Supplied text -

================

Movie Review TagSpanish director Pedro Almodovar has entered into a prolific collaboration with Penelope Cruz, showcasing the star in new and exciting ways. Cruz’s talent has never been in question–she commanded attention in Blow, and in blockbusters like Vanilla Sky and Pirates of the Caribbean— but it seems only Almodovar can access her maternal side. They first teamed up on All About My Mother, in which Cruz plays a nun who is pregnant. There are some parallels between that film and their latest collaboration, Parallel Mothers, but this time Cruz takes top-billing, and Almodovar channels notions of maternity and grief through her feminine gaze.

In Parallel Mothers, Cruz plays, well, a mother. Her character, Janis, is a photographer whose relationship with a married anthropologist (Israel Elejalde) results in pregnancy. Nine months later, she meets another mother-to-be, Ana (Milena Smit), a teenager whose child was conceived under very different circumstances. Both give birth on the same day, to girls, and just before they head their separate ways, they exchange numbers in hopes of meeting again. Before you know what’s coming, items are swapped, spouses are dumped, lives are lost, and secrets are revealed.

You can count on there being more soapy twists in two hours than in an entire season of General Hospital. This is Almodovar, after all. The difference between Parallel Mothers and General Hospital, however, is stark. Almodovar focuses on the hearts and minds of mothers, the bond between them visualized with color, light, furniture and food. In each of his collabs with Cruz, the design underscores connection.

================

Provided data -
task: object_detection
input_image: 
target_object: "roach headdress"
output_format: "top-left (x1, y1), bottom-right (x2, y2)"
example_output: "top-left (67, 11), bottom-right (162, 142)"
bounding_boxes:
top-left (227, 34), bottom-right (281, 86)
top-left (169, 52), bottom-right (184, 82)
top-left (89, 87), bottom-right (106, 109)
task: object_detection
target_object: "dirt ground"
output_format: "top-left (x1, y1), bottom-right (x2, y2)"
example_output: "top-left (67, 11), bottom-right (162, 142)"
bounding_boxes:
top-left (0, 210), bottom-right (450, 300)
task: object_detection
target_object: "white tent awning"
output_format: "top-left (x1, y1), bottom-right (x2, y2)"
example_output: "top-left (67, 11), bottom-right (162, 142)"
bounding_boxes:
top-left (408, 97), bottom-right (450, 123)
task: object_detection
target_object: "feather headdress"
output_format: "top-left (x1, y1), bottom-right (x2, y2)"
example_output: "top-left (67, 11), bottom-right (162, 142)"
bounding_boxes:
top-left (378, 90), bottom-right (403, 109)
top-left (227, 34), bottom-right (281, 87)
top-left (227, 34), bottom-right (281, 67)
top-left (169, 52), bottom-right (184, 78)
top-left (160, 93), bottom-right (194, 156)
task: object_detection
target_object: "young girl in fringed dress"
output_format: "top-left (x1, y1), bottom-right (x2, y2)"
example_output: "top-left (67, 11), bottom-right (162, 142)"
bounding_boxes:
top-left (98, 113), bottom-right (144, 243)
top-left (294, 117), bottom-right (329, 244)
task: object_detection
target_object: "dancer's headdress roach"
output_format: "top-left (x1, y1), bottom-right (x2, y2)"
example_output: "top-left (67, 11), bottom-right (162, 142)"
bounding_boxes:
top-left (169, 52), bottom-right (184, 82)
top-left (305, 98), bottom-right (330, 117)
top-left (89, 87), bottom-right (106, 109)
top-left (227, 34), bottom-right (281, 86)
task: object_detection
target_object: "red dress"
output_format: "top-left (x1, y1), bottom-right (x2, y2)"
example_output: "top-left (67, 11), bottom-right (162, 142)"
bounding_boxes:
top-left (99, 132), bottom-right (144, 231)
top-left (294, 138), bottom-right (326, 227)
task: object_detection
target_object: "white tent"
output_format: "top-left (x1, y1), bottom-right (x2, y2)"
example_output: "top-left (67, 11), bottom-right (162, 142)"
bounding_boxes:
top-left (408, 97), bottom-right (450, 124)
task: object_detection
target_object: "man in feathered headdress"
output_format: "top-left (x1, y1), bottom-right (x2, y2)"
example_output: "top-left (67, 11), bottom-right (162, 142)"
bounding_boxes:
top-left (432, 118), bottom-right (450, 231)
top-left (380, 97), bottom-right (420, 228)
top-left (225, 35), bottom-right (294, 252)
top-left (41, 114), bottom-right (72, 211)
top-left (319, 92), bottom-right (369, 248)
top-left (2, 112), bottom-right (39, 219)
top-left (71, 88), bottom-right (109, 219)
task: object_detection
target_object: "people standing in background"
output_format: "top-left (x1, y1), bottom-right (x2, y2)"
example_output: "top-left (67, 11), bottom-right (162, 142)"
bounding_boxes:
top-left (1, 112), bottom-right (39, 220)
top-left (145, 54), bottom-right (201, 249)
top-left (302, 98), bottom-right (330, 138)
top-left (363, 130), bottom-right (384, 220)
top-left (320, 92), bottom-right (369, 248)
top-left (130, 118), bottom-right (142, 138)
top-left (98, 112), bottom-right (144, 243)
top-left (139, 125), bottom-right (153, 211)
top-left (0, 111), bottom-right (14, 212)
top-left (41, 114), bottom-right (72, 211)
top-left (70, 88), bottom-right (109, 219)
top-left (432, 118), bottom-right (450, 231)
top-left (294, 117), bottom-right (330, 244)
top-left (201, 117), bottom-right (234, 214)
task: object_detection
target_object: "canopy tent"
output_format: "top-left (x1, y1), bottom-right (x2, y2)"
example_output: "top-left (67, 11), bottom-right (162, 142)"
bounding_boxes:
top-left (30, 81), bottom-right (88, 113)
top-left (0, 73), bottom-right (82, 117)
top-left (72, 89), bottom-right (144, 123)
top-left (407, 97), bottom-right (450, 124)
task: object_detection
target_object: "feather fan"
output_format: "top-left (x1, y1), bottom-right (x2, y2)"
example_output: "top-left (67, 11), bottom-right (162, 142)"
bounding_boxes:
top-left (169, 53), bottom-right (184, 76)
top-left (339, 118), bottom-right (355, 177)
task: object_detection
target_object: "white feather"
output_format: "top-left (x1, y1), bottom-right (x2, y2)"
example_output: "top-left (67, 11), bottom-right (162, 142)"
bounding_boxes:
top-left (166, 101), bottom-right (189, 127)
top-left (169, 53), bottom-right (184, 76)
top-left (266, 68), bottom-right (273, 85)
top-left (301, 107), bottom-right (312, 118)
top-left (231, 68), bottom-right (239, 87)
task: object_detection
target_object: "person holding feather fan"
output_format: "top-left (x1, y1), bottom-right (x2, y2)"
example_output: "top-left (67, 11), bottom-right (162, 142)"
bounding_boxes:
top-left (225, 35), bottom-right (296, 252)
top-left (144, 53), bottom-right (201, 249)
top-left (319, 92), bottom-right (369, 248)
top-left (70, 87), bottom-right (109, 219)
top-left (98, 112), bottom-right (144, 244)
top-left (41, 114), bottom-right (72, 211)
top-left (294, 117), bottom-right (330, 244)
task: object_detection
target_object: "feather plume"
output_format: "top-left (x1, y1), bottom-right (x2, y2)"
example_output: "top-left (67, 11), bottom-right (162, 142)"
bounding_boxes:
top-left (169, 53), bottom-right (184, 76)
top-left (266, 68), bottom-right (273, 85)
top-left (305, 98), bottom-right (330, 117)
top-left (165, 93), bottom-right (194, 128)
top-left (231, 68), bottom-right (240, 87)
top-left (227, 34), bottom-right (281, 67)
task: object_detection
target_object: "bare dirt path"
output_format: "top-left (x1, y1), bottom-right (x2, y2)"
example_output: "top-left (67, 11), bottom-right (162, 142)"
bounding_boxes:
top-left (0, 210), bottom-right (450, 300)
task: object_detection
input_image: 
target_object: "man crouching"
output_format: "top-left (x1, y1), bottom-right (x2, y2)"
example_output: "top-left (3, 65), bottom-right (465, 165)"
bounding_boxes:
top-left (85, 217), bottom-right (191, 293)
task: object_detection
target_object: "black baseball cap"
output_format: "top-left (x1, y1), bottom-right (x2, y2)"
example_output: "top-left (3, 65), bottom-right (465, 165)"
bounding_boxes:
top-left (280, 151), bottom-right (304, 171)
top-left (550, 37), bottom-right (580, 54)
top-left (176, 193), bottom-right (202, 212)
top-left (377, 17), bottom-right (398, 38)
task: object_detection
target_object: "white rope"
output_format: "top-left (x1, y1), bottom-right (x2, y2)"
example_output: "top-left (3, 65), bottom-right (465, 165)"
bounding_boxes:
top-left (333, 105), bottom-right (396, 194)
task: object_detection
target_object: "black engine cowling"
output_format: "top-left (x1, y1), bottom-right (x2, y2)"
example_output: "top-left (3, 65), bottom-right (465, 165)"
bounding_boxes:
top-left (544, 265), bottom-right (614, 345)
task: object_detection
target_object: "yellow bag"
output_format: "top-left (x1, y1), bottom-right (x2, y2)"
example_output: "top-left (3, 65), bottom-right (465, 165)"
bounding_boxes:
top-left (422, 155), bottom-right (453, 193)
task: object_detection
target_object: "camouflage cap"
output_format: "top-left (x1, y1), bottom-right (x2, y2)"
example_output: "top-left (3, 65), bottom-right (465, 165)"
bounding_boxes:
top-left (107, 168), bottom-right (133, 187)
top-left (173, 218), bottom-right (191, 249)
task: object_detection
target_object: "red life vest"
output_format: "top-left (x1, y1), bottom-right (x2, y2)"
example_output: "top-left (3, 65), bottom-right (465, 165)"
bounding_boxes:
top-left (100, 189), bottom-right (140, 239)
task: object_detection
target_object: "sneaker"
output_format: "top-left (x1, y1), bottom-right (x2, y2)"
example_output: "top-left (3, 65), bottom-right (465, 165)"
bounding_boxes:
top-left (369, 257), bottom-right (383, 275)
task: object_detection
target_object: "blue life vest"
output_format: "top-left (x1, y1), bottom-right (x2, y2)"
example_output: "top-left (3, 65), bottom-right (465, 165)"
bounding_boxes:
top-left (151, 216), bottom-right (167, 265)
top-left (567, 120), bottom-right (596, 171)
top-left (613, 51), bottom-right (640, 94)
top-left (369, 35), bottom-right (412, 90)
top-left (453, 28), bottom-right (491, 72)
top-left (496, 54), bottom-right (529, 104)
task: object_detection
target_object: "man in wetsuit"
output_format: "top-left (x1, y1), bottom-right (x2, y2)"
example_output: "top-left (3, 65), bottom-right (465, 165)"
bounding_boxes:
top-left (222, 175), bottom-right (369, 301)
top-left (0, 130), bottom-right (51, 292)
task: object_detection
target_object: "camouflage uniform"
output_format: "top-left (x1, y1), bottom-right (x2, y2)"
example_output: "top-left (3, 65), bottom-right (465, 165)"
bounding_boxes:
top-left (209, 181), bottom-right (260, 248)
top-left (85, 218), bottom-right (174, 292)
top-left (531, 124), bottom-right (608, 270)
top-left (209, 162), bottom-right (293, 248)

================

Exercise requirements -
**1.** In the review of Parallel Mothers, what is the profession of Cruz's character, Janis?
**2.** Say whether each statement agrees with the review of Parallel Mothers, answering yes or no and quoting the deciding words: (a) In All About My Mother, Cruz plays a nun who is pregnant. (b) Janis and Ana both give birth to boys. (c) Ana is a teenager.
**3.** Pick up the review of Parallel Mothers after its last sentence and continue it.
The lines after the review of Parallel Mothers are separate material, unrelated to the review.

Answers given -
**1.** She is a photographer.

**2.**
(a) Yes: "in which Cruz plays a nun who is pregnant."
(b) No: "Both give birth on the same day, to girls."
(c) Yes: "a teenager whose child was conceived under very different circumstances."

**3.**
Still, this is not just a film about friendship, but a rumination on the history of Spain and the country’s tumultuous past. The film is more political than you might expect. Janis, who lives in Madrid, wants to open a mass grave in her home village, where her great-grandfather was murdered in the Spanish Civil War and never properly buried. Meanwhile, she has other things to worry about. When Arturo (Elejalde) comes to see the baby, he confesses that he doesn’t think it’s his. Janis is outraged (she hasn’t slept with anyone else), but she has her own doubts, and genetic testing confirms something she doesn’t want to know and can’t even begin to comprehend. So she asks Ana to be her maid, with the intention of finding out the truth. Within their conversations, dots are connected between the babies and the misplaced, soon-to-be exhumed soldiers in Ana’s hometown.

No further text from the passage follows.